SET TASK:
Can you express every line of the rows below as a single JSON list of strings, with one string per line and blank lines left out?

(Region annotation entries)
--

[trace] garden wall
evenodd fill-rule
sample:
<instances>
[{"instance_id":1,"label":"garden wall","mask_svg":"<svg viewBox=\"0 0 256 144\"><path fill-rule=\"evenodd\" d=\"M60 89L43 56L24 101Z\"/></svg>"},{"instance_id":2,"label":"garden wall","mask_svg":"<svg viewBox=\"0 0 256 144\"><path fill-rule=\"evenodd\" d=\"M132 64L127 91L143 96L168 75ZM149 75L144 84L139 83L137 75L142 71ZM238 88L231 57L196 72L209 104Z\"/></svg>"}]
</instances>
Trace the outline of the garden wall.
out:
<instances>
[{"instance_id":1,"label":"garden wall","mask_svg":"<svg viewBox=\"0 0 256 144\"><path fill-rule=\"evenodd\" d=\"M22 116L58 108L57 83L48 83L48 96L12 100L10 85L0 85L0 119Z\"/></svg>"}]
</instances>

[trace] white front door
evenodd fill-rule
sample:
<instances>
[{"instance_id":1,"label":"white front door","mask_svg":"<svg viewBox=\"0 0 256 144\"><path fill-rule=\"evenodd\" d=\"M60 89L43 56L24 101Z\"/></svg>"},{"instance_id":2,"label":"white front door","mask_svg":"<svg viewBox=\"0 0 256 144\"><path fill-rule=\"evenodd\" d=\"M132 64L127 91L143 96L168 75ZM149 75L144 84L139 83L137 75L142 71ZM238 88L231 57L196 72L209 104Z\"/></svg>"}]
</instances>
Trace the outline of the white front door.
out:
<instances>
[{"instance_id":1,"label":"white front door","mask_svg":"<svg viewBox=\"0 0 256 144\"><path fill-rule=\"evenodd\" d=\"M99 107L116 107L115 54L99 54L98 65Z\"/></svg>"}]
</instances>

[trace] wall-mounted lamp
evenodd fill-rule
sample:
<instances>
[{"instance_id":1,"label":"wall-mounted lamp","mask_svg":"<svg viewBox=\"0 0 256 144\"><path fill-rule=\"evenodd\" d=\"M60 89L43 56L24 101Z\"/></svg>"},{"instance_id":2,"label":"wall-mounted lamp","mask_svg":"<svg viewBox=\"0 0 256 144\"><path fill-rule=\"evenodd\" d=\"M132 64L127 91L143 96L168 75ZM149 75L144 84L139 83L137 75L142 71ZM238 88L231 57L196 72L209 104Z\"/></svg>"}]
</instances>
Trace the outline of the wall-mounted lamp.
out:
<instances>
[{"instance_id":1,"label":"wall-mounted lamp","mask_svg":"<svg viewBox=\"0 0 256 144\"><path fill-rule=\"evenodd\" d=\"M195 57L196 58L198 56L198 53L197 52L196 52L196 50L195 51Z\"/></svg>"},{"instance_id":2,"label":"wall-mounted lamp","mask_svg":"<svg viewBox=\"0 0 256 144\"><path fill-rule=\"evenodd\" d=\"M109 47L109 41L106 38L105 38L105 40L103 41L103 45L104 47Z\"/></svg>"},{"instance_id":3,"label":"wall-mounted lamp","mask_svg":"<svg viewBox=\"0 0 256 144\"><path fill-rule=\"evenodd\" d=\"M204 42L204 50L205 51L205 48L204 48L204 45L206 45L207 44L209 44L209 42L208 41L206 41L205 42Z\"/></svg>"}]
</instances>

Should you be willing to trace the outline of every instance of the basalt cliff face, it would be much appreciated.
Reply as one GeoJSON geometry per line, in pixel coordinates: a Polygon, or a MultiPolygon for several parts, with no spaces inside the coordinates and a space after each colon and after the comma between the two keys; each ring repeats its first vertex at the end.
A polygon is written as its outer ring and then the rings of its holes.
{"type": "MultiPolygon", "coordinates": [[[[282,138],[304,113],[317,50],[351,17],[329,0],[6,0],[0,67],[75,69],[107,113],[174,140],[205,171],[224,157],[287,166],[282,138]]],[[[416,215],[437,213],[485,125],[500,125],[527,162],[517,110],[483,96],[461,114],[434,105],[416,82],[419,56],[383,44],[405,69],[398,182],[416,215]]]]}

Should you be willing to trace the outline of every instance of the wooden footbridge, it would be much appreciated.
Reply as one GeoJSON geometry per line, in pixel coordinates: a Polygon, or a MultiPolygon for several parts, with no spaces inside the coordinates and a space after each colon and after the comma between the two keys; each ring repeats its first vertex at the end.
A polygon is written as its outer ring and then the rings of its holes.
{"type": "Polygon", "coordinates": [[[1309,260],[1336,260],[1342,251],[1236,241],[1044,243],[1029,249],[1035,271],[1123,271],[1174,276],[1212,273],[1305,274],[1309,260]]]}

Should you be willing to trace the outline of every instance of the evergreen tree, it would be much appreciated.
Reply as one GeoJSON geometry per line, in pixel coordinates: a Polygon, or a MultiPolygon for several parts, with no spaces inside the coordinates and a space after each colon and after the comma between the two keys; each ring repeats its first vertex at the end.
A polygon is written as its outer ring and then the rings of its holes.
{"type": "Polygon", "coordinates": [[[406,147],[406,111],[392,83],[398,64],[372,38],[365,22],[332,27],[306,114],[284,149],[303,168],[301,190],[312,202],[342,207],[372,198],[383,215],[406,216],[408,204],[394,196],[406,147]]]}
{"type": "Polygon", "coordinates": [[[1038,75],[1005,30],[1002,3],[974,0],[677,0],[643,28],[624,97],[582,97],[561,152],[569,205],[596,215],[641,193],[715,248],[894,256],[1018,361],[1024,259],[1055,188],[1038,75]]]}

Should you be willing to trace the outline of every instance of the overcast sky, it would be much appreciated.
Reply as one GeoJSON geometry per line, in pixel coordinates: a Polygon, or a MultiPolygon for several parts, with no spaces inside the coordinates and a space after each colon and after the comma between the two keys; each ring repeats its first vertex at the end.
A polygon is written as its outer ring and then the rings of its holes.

--

ANSWER:
[
  "[trace] garden wall",
  "evenodd fill-rule",
  "sample:",
  "<instances>",
  "[{\"instance_id\":1,\"label\":\"garden wall\",\"mask_svg\":\"<svg viewBox=\\\"0 0 256 144\\\"><path fill-rule=\\\"evenodd\\\" d=\\\"M60 89L43 56L24 101Z\\\"/></svg>\"},{\"instance_id\":2,\"label\":\"garden wall\",\"mask_svg\":\"<svg viewBox=\\\"0 0 256 144\\\"><path fill-rule=\\\"evenodd\\\" d=\\\"M132 64L127 91L143 96L168 75ZM149 75L144 84L139 83L137 75L142 71ZM238 88L231 57L196 72L209 104Z\\\"/></svg>\"}]",
  "</instances>",
  "Trace the outline of the garden wall.",
  "out:",
  "<instances>",
  "[{\"instance_id\":1,\"label\":\"garden wall\",\"mask_svg\":\"<svg viewBox=\\\"0 0 256 144\\\"><path fill-rule=\\\"evenodd\\\" d=\\\"M22 116L58 108L57 83L48 83L48 96L12 100L10 85L0 85L0 119Z\\\"/></svg>\"}]",
  "</instances>",
  "[trace] white front door",
  "evenodd fill-rule",
  "sample:",
  "<instances>",
  "[{\"instance_id\":1,\"label\":\"white front door\",\"mask_svg\":\"<svg viewBox=\\\"0 0 256 144\\\"><path fill-rule=\\\"evenodd\\\" d=\\\"M60 89L43 56L24 101Z\\\"/></svg>\"},{\"instance_id\":2,\"label\":\"white front door\",\"mask_svg\":\"<svg viewBox=\\\"0 0 256 144\\\"><path fill-rule=\\\"evenodd\\\" d=\\\"M132 64L127 91L143 96L168 75ZM149 75L144 84L139 83L137 75L142 71ZM238 88L231 57L196 72L209 104Z\\\"/></svg>\"}]",
  "</instances>",
  "Trace the outline of the white front door.",
  "out:",
  "<instances>",
  "[{\"instance_id\":1,\"label\":\"white front door\",\"mask_svg\":\"<svg viewBox=\\\"0 0 256 144\\\"><path fill-rule=\\\"evenodd\\\" d=\\\"M99 107L116 107L115 54L99 54L98 65Z\\\"/></svg>\"}]",
  "</instances>",
  "[trace] wall-mounted lamp",
  "evenodd fill-rule",
  "sample:",
  "<instances>",
  "[{\"instance_id\":1,\"label\":\"wall-mounted lamp\",\"mask_svg\":\"<svg viewBox=\\\"0 0 256 144\\\"><path fill-rule=\\\"evenodd\\\" d=\\\"M60 89L43 56L24 101Z\\\"/></svg>\"},{\"instance_id\":2,\"label\":\"wall-mounted lamp\",\"mask_svg\":\"<svg viewBox=\\\"0 0 256 144\\\"><path fill-rule=\\\"evenodd\\\" d=\\\"M132 64L127 91L143 96L168 75ZM149 75L144 84L139 83L137 75L142 71ZM238 88L231 57L196 72L209 104Z\\\"/></svg>\"}]",
  "</instances>",
  "Trace the outline of the wall-mounted lamp.",
  "out:",
  "<instances>",
  "[{\"instance_id\":1,\"label\":\"wall-mounted lamp\",\"mask_svg\":\"<svg viewBox=\\\"0 0 256 144\\\"><path fill-rule=\\\"evenodd\\\" d=\\\"M195 57L196 58L198 56L198 53L197 52L196 52L196 50L195 51Z\\\"/></svg>\"},{\"instance_id\":2,\"label\":\"wall-mounted lamp\",\"mask_svg\":\"<svg viewBox=\\\"0 0 256 144\\\"><path fill-rule=\\\"evenodd\\\" d=\\\"M109 47L109 41L106 38L105 38L105 40L103 41L103 45L104 47Z\\\"/></svg>\"},{\"instance_id\":3,\"label\":\"wall-mounted lamp\",\"mask_svg\":\"<svg viewBox=\\\"0 0 256 144\\\"><path fill-rule=\\\"evenodd\\\" d=\\\"M204 42L204 50L205 51L205 48L204 48L204 45L206 45L207 44L209 44L209 42L208 41L206 41L205 42Z\\\"/></svg>\"}]",
  "</instances>",
  "Should you be willing to trace the outline of every instance of the basalt cliff face, it would be much appreciated.",
  "Reply as one GeoJSON geometry per line, in pixel coordinates: a Polygon, or a MultiPolygon for several parts, with no spaces inside the coordinates and a space after each colon and after the comma between the two keys; each ring repeats its first vertex at the end.",
  "A polygon is written as its outer ring and then the rings of its holes.",
  "{\"type\": \"MultiPolygon\", \"coordinates\": [[[[282,138],[304,113],[317,50],[351,17],[329,0],[6,0],[0,67],[75,69],[107,113],[174,140],[205,171],[224,157],[287,166],[282,138]]],[[[416,215],[437,213],[485,125],[500,125],[527,162],[517,110],[483,96],[461,114],[434,105],[416,82],[419,56],[383,44],[405,69],[398,182],[416,215]]]]}",
  "Should you be willing to trace the outline of every instance of the wooden footbridge, it would be much appreciated.",
  "Reply as one GeoJSON geometry per line, in pixel coordinates: a Polygon, or a MultiPolygon for several parts, with no spaces inside the coordinates and a space after each colon and after the comma between the two keys; each ring repeats its first vertex at the end.",
  "A polygon is written as its outer ring and then the rings of its holes.",
  "{\"type\": \"Polygon\", \"coordinates\": [[[1309,260],[1336,260],[1342,251],[1236,241],[1044,243],[1029,249],[1035,271],[1123,271],[1174,276],[1212,273],[1305,274],[1309,260]]]}",
  "Should you be willing to trace the outline of every instance of the evergreen tree, it would be much appreciated.",
  "Reply as one GeoJSON geometry per line, in pixel coordinates: a Polygon, or a MultiPolygon for several parts, with no spaces inside the coordinates and a space after each colon and after the comma between the two keys; each ring repeats its first vertex at the end.",
  "A polygon is written as its outer ring and then the rings of its holes.",
  "{\"type\": \"Polygon\", \"coordinates\": [[[406,147],[406,111],[392,83],[398,64],[372,38],[365,22],[332,27],[306,114],[284,149],[303,168],[301,190],[312,202],[342,207],[372,198],[383,215],[406,216],[408,204],[394,196],[406,147]]]}",
  "{\"type\": \"Polygon\", \"coordinates\": [[[1038,75],[1005,30],[1002,3],[974,0],[677,0],[643,28],[624,97],[582,97],[561,152],[569,205],[596,215],[641,193],[715,248],[894,256],[1018,361],[1024,259],[1055,188],[1038,75]]]}",
  "Should you be willing to trace the outline of every instance of the overcast sky, it would be much appreciated.",
  "Reply as one GeoJSON geometry per line, in pixel coordinates: a Polygon, or a MultiPolygon for several parts, with no spaces inside the coordinates and a space after each colon and after the comma between the two keys; each ring repeats its first vertex at the end.",
  "A polygon is written as its outer ring and then the rings of its holes."
]